WHAT YOU HAVE TO DO:
Everything from the line containing "If you could point to the slate" through the last line of the records below should be printed exactly, please, and nothing else.
^^^^
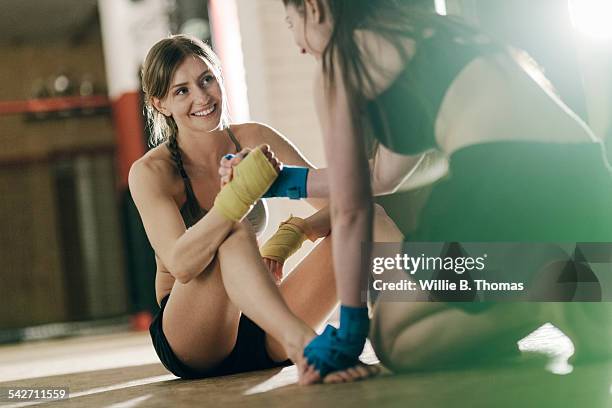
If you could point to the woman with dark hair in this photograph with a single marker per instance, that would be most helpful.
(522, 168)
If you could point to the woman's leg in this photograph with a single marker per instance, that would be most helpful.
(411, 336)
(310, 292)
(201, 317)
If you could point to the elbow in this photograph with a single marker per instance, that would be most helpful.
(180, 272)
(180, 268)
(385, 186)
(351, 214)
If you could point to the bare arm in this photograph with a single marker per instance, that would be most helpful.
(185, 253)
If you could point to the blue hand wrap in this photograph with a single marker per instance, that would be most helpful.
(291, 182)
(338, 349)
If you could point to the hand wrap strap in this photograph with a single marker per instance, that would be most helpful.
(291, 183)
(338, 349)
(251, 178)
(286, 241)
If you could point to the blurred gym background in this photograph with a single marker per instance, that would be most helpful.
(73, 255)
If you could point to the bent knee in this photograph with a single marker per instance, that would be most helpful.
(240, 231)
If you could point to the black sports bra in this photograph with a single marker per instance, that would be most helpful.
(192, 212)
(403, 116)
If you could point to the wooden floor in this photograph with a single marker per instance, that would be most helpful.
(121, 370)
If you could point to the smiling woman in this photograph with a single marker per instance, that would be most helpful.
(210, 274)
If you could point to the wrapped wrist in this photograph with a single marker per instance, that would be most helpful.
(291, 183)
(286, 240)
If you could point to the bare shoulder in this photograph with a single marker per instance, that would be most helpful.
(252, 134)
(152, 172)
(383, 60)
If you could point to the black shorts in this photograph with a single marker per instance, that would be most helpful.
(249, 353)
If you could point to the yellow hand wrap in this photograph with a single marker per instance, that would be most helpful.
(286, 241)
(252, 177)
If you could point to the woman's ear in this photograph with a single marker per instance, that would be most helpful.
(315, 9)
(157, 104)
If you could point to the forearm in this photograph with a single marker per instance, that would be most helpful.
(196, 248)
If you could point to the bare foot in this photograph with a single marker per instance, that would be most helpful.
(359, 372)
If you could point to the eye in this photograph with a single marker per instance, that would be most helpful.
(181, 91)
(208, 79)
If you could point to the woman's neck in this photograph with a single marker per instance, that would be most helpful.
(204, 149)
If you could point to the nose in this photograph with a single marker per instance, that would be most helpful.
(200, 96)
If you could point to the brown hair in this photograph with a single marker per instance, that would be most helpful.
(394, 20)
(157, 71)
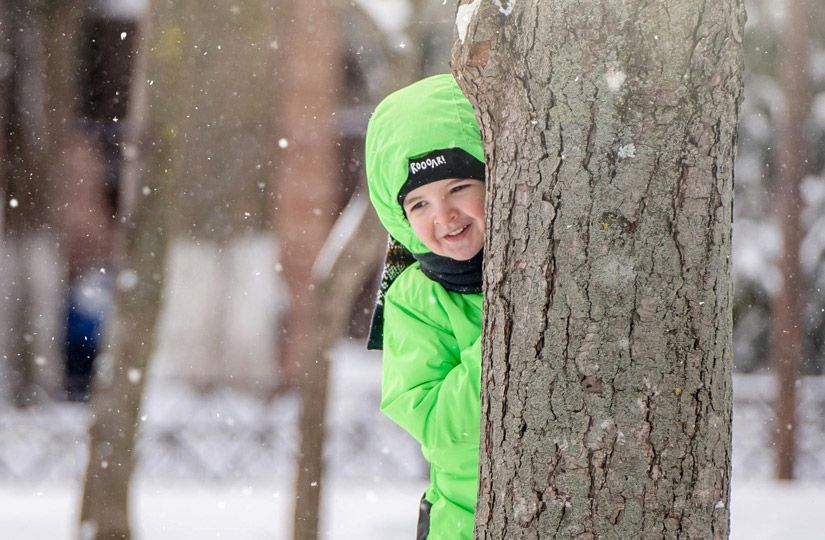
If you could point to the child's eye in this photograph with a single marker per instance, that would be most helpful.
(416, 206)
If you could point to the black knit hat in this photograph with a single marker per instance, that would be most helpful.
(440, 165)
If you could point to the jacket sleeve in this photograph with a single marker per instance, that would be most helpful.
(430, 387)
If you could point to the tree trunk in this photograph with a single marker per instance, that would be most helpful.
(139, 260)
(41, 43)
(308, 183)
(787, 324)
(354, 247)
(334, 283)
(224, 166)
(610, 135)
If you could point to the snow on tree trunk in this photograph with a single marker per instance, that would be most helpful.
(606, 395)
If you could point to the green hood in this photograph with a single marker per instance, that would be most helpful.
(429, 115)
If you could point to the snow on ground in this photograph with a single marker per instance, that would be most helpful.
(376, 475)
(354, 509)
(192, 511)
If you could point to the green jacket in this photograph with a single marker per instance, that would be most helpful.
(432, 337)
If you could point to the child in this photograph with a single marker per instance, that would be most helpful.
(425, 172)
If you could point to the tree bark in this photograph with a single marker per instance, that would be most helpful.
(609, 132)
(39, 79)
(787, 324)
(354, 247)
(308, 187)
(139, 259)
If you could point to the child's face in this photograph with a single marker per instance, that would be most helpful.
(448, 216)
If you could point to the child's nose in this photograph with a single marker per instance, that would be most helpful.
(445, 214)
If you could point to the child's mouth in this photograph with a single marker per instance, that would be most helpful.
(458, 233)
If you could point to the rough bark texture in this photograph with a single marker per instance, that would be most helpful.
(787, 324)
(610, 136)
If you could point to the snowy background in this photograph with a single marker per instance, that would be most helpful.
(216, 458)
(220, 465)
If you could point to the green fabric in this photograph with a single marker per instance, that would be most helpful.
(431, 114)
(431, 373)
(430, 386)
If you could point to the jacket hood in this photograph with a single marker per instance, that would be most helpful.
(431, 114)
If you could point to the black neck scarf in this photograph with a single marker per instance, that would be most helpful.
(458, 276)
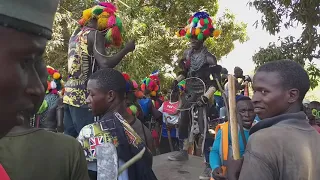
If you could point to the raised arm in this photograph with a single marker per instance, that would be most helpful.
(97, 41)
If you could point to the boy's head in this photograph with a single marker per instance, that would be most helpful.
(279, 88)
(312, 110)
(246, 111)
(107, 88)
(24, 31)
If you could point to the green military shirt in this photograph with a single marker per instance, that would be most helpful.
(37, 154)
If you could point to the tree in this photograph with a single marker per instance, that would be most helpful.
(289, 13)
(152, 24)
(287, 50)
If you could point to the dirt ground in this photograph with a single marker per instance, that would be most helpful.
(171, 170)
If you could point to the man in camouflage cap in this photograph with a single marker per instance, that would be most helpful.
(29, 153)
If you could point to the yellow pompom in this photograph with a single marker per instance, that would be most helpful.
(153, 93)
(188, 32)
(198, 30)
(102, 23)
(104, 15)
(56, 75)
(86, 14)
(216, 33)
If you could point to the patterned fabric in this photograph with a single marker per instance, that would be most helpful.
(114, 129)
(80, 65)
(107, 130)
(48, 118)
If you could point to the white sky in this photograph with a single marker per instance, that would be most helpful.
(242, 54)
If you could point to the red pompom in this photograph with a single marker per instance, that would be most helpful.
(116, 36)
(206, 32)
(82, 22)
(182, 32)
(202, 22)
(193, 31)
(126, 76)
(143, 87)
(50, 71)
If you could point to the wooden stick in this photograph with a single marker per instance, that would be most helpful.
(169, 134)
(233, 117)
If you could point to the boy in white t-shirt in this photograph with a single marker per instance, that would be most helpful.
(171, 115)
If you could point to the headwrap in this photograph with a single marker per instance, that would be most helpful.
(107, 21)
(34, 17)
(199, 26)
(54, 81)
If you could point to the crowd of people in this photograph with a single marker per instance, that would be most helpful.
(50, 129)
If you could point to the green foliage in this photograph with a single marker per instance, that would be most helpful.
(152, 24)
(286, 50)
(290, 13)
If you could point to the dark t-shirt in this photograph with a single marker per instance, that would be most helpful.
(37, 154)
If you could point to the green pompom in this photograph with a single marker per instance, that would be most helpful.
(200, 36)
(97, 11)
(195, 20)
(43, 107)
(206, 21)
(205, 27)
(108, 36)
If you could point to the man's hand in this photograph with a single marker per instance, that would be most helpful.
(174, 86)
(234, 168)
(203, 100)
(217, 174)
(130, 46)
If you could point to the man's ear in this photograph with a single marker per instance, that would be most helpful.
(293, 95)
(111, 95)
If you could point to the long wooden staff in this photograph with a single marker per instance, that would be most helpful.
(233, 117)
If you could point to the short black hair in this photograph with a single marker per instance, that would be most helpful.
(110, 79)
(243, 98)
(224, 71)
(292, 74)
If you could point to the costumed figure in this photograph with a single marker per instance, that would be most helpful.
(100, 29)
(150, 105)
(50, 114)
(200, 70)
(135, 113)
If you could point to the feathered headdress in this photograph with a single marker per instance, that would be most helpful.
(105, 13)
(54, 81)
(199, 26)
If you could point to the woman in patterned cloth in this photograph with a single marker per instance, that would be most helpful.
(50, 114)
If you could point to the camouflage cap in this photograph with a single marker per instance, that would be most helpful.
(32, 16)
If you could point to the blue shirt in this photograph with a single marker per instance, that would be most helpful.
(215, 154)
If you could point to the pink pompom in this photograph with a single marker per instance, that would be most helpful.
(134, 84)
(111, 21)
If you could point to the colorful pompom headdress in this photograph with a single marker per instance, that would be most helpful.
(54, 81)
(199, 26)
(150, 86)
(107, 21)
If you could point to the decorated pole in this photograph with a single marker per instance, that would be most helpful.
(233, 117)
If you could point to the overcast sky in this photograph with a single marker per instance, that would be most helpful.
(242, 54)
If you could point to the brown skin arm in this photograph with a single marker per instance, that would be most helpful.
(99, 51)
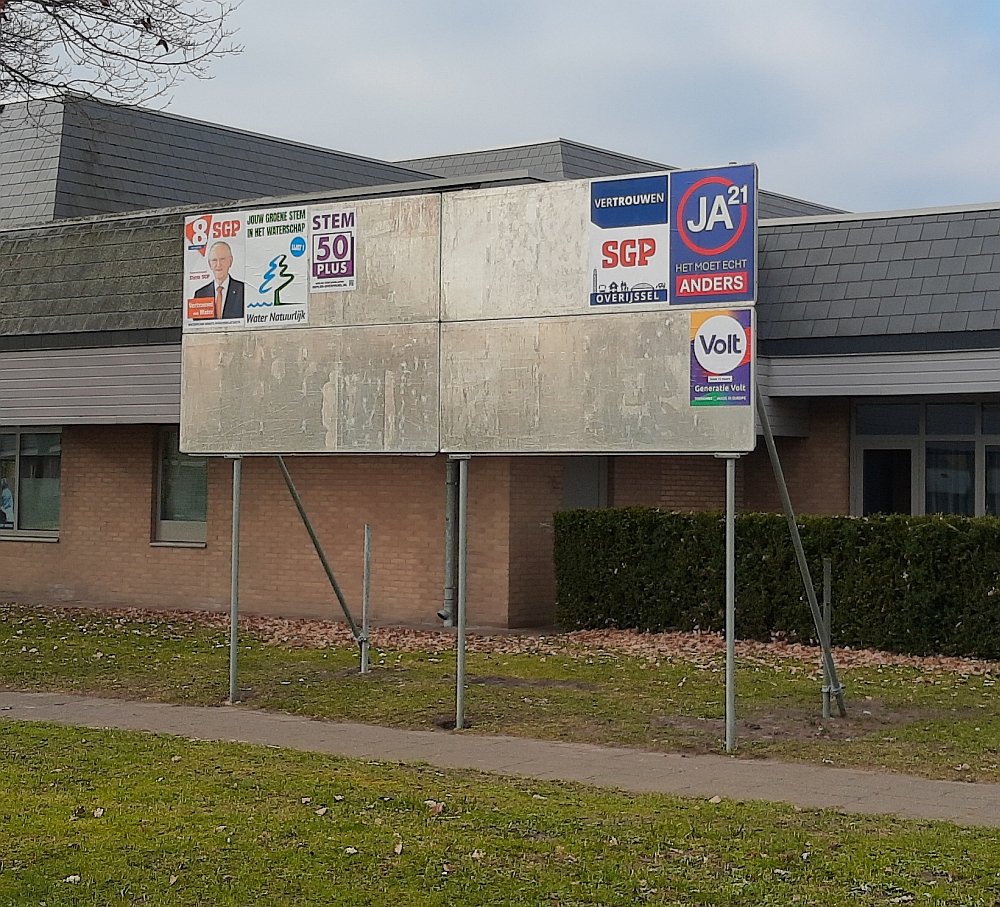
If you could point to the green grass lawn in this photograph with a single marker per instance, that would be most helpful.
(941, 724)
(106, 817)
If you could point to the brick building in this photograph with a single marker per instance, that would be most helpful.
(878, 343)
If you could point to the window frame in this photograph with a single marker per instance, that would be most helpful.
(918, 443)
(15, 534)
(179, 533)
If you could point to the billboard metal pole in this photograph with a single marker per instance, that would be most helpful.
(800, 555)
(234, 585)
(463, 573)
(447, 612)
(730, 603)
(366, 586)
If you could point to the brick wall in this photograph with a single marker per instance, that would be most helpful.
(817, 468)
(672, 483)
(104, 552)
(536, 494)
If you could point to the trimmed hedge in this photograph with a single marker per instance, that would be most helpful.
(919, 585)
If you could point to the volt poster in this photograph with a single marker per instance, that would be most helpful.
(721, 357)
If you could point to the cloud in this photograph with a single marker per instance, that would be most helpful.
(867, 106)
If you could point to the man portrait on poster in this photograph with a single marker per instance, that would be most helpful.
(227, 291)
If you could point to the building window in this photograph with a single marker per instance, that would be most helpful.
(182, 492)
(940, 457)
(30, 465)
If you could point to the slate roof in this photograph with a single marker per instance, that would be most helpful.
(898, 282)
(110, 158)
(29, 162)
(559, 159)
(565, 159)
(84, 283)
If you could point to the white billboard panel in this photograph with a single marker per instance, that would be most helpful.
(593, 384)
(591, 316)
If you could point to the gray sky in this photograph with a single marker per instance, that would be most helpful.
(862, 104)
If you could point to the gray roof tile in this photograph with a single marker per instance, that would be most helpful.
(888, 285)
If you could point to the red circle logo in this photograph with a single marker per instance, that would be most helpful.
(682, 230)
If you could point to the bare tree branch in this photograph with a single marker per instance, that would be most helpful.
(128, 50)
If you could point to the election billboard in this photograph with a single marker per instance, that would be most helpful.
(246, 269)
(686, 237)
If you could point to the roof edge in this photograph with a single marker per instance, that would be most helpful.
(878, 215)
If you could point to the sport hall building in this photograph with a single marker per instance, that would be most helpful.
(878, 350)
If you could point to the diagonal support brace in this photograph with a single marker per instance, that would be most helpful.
^^^^
ANSWER TO THE TASK:
If you could point to the slate roof in this photograph with a single marker per instance, that would be most helpful.
(898, 282)
(110, 158)
(29, 162)
(559, 159)
(565, 159)
(84, 283)
If you could point to the white billboard panel in this photograph with a single marker per instance, that would be most helpful.
(593, 384)
(591, 316)
If you could point to the gray sky in this photograph with a single marker per instance, that would be most helpful.
(862, 104)
If you could point to the gray roof tile in this photograph with a single marker per instance, that would be most helpful.
(888, 285)
If you could point to the red circle logo in this photograph with a single marker per instance, that would be most helpful.
(682, 230)
If you could point to the bare tree branch in this photograph with a single marker per instance, that would be most helpful.
(128, 50)
If you could point to the election billboard in this photograph with a single marker per instance, that would be most helpful.
(246, 269)
(686, 237)
If you could point to the roof edge in this photograph with a single marker per instance, that would be most helpful.
(878, 215)
If you could point to the sport hall building in this photograph with a single marker per instance, that would be most helpful.
(878, 350)
If you could point to the diagonal support brace in this photograph with a single marker per instance, that would be most helpful.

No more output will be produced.